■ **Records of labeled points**
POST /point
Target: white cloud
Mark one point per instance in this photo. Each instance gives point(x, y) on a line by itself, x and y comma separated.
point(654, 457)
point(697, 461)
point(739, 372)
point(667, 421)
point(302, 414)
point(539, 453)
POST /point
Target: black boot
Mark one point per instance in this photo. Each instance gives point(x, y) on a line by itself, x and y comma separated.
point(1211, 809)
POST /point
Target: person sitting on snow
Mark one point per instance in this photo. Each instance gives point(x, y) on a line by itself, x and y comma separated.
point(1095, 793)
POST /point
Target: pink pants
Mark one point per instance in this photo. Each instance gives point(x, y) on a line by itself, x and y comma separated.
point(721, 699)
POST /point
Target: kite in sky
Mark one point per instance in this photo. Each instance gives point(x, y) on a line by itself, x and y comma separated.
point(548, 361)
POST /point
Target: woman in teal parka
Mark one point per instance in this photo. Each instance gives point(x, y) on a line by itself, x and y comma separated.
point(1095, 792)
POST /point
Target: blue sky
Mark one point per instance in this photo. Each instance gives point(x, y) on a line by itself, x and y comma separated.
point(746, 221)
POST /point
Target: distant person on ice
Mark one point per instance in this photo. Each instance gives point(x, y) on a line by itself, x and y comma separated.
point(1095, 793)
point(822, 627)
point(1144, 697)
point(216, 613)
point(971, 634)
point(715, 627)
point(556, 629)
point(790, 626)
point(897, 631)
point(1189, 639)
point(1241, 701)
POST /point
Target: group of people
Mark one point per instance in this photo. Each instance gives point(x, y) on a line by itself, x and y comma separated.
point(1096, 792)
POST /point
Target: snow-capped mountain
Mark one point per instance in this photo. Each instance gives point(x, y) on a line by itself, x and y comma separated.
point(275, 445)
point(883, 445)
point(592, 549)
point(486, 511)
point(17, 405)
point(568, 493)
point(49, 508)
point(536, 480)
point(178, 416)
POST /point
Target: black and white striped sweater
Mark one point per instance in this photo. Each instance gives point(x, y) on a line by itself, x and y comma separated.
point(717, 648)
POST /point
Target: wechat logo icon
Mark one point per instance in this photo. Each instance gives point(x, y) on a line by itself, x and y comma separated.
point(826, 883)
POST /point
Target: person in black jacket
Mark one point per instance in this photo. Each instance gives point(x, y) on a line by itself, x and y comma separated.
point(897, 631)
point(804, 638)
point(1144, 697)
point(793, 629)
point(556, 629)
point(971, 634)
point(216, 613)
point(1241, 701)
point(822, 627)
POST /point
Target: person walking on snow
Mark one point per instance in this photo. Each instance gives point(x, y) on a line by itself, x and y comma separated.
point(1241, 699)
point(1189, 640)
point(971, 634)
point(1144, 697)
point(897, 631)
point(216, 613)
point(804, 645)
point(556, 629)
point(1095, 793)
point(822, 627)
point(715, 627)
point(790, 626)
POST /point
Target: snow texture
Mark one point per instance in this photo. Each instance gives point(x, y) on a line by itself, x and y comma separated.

■ **The exercise**
Swap "Target" for "Object" in every one of the lines above, and write all of them out again with nothing else changed.

■ **Right answer**
POST /point
Object: white cloud
Mark one point per instance in this photo. Each instance gives point(x, y) on a line by itself, x and y comma separated.
point(654, 457)
point(697, 461)
point(739, 372)
point(667, 421)
point(302, 414)
point(539, 453)
POST /point
Object: black boot
Mark one point per instance in this photo. Each instance gives point(x, y) on a line by itself, x and y comma separated.
point(1211, 809)
POST /point
Object: person sitting on snow
Mark one point per instance in this photo. Each instance gives point(x, y) on a line by itself, x and y comma separated.
point(1095, 793)
POST /point
Object: pink pants
Mark one point per instance in this photo. Each instance gives point(x, y) on a line by itself, x and y comma separated.
point(721, 699)
POST /point
Object: kite in sky
Mark one point per instance in this photo. Each instance gives point(x, y) on a line by itself, x and y comma separated.
point(548, 361)
POST /point
Object: woman in teal parka
Mark one point per instance in this photo. Each instance gives point(x, y) on a line by itself, x and y comma separated.
point(1095, 792)
POST /point
Object: blue sky
Mark one point per instance in this photo. Each instance gives point(x, y) on a line by itself, x and y comma separated.
point(746, 221)
POST /point
Object: distant person on ice
Mark one point per instance in this photo. Each instance gives point(x, y) on a line by itself, x and y comma separated.
point(1095, 793)
point(822, 627)
point(1144, 697)
point(216, 613)
point(971, 634)
point(715, 627)
point(556, 629)
point(790, 626)
point(897, 631)
point(1189, 639)
point(1241, 701)
POST /point
Object: group of people
Mark one point per instance in this photo. Each instance gives point(x, y) on a line by itself, x and y comma separated.
point(1096, 792)
POST /point
Object: snow-capped mountain
Mark one point per instance in this photo. Each instance gives point(x, y) on a line by itself, x and y comma separated.
point(275, 445)
point(883, 445)
point(592, 549)
point(486, 511)
point(17, 405)
point(568, 493)
point(49, 508)
point(536, 480)
point(178, 416)
POST /point
Object: black and white striped sweater
Mark one point per instance in this photo. Each instance gives point(x, y) on a line by itself, x and y comma separated.
point(717, 648)
POST /point
Object: wechat logo icon
Mark one point per instance in this photo. Each instance gives point(x, y) on a line by itself, x and y comma separated.
point(826, 883)
POST /point
Object: person in black jacket
Mark one point per instance in this photo. Each instance gives point(x, y) on a line by itself, x and y comma separated.
point(897, 631)
point(804, 638)
point(1144, 697)
point(793, 629)
point(556, 629)
point(971, 634)
point(216, 613)
point(1241, 701)
point(822, 627)
POST /point
Object: person walking on snow
Mark one point per instance in this photo. Each instance gives point(x, y) on a line by itself, x and y comma separated.
point(1241, 699)
point(1189, 640)
point(971, 634)
point(1144, 697)
point(897, 631)
point(216, 613)
point(804, 645)
point(556, 629)
point(1095, 793)
point(822, 627)
point(715, 627)
point(790, 626)
POST /point
Object: snow texture
Mark one point per instance in this photo. Each instance gives point(x, y) on a line by itself, x and y comma separated.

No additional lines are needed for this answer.